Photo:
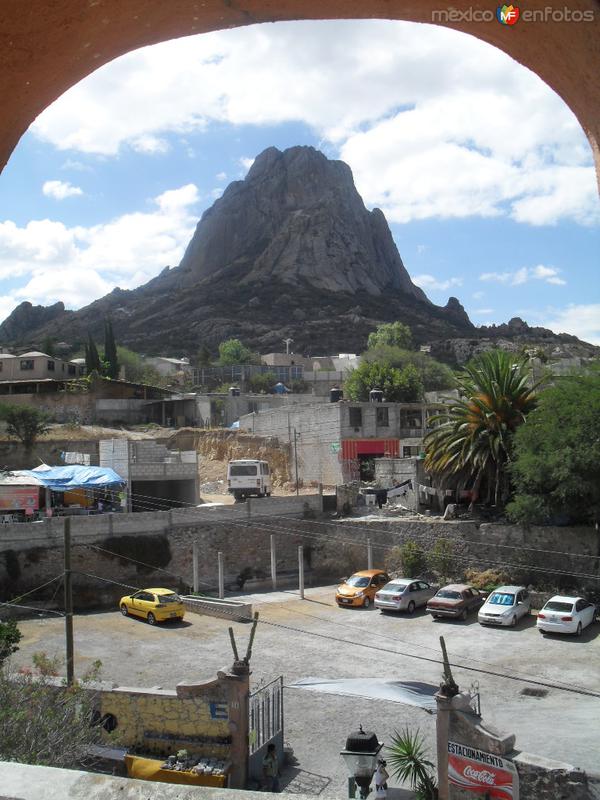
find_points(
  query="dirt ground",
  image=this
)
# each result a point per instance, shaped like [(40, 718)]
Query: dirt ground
[(314, 638)]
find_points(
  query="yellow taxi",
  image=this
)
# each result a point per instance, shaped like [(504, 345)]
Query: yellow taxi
[(153, 605), (360, 589)]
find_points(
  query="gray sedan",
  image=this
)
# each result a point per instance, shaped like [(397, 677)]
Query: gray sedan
[(403, 594)]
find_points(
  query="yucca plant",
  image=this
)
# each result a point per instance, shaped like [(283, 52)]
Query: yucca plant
[(407, 760), (473, 439)]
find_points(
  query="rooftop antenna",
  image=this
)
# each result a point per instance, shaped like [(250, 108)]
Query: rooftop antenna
[(448, 686)]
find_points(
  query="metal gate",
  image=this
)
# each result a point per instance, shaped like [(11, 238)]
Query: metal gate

══════

Reproduce all the material above with every occurrence of "yellow taxi" swapped for "yellow cab" and nothing else changed. Omit the pictures.

Photo:
find_points(
  query="dirt ground",
  image=this
)
# each result a point per instance, shaped like [(40, 718)]
Query: dirt ground
[(314, 638)]
find_points(
  query="yellow cab",
  image=this
)
# each result a point per instance, shaped like [(504, 345)]
Query: yellow cab
[(153, 605), (360, 589)]
find_points(
  query="gray sedan",
  image=this
)
# each result a point per instance, shaped like [(397, 677)]
Query: gray sedan
[(403, 594)]
find_points(
  query="yucca plant",
  image=this
)
# each result a point per instance, shaped like [(283, 52)]
Query: yucca plant
[(407, 760), (473, 439)]
find_points(
  query="rooftop antenna",
  image=this
)
# each result a point per instance, shaped like [(250, 108)]
Query: rooftop antenna
[(448, 686)]
find_points(
  query="metal gate",
  image=this
)
# each result a point per instance, shaped like [(11, 238)]
Query: metal gate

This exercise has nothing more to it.